▶ STATED PROBLEM: Copy out the entries below word for word, from the line with "Wildlife-survey tagging: tag each instance of the white sneaker" to the line with "(1055, 737)", including both of those lines.

======

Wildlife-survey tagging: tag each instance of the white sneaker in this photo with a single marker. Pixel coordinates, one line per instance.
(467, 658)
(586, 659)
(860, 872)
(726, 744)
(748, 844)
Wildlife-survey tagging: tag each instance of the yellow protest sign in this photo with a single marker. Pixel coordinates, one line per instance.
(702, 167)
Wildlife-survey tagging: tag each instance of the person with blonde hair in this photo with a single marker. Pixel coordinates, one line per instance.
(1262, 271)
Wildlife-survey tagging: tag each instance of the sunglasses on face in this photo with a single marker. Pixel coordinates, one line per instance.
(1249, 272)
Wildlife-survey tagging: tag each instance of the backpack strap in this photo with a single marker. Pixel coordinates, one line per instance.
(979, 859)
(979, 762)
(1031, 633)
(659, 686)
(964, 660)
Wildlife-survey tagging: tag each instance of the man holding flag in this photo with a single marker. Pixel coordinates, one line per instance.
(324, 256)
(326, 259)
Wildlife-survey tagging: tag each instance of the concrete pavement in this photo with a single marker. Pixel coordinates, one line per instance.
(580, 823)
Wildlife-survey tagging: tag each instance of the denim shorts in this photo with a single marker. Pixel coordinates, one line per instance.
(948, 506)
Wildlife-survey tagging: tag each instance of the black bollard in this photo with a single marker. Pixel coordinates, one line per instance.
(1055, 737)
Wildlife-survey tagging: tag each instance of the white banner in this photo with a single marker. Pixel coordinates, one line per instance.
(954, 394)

======

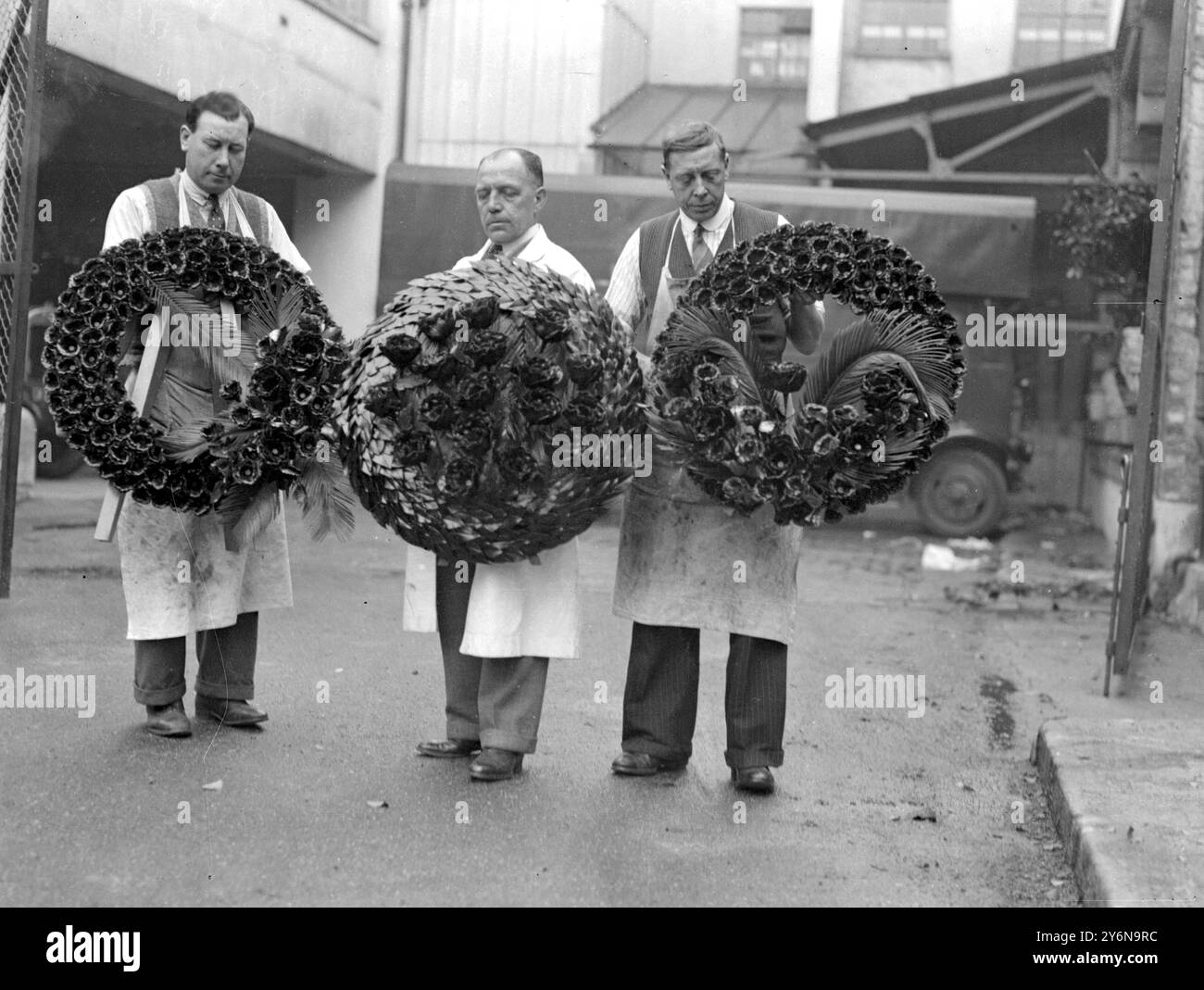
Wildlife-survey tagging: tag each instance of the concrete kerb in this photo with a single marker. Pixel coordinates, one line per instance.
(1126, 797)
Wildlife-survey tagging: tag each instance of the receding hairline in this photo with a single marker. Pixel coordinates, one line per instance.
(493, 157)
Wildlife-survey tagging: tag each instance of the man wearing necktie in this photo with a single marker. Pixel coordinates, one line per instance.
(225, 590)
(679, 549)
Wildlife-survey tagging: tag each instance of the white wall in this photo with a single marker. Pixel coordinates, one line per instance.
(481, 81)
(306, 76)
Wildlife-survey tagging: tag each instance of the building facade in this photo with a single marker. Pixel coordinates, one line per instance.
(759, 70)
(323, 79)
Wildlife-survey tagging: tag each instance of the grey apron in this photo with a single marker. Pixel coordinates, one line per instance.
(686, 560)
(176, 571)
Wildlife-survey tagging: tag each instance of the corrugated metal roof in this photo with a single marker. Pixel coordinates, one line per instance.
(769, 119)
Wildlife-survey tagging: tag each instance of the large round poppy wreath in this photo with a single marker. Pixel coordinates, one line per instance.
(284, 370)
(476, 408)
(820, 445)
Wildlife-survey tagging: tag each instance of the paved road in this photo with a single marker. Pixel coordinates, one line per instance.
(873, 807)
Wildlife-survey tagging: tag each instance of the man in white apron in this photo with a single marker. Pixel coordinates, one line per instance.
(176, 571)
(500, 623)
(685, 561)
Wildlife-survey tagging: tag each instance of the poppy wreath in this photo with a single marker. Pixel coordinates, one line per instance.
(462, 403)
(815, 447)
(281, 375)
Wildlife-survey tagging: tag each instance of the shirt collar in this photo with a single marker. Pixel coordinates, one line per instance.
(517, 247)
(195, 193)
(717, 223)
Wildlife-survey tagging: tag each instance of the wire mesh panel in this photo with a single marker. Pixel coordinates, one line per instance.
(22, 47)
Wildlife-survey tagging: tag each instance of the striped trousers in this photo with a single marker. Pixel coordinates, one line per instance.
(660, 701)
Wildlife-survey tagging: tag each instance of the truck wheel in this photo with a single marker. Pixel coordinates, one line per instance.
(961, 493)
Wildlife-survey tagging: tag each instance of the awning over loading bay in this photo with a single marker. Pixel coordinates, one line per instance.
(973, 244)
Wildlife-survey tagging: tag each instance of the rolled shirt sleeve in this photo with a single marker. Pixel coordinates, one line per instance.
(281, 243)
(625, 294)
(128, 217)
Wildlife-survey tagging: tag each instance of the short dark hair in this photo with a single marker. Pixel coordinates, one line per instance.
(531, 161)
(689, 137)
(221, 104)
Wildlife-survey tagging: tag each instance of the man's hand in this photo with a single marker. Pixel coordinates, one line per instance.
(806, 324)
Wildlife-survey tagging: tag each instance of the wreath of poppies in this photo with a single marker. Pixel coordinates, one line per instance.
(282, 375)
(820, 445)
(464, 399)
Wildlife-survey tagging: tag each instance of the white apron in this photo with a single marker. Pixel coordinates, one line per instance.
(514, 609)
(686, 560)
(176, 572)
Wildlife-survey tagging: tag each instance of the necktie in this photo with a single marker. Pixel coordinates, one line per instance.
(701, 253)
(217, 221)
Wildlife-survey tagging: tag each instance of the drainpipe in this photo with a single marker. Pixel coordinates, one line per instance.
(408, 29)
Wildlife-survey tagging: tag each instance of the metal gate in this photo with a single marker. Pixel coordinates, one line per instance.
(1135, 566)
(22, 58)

======

▶ SOLVED EXERCISE:
Wildlife-survey tagging: tag each instance of the white sneaker in this photo with a single marker. Pixel coordinates, one line per instance.
(467, 658)
(586, 659)
(860, 872)
(726, 744)
(748, 844)
Wildlife-survey tagging: tag each instance of the yellow protest sign in this photo with a single marker. Pixel coordinates, one line per instance.
(702, 167)
Wildlife-survey tagging: tag each instance of the person with blonde hair in this photo with a single marker. Pixel coordinates, one line per instance.
(1262, 271)
Wildlife-survey tagging: tag each instance of the sunglasses on face in this photo with a single marker. Pixel coordinates, one line per instance.
(1249, 272)
Wildlife-survey tagging: tag each instance of the backpack strap in this photo with a single marker. Pixel coordinates, one line per instance.
(979, 859)
(979, 762)
(1031, 633)
(659, 686)
(964, 660)
Wildlife-survey tagging: tag each instance of the man holding flag in this photo with a single marker. Pixel coordinates, one line per instance.
(324, 256)
(326, 259)
Wildlife-survey tagging: tag each instance of the concrete pavement in this photo with a single marker. Pixel coordinates, one line per instance.
(580, 823)
Wildlife-survey tagging: tag each instance of the denim shorts in this photo with a single marker. Pixel coordinates, one line per instance.
(948, 506)
Wildlife-survey tagging: tag each instance of the black bollard in this photo with a single marker. Pixel coordinates, one line per instance.
(1055, 737)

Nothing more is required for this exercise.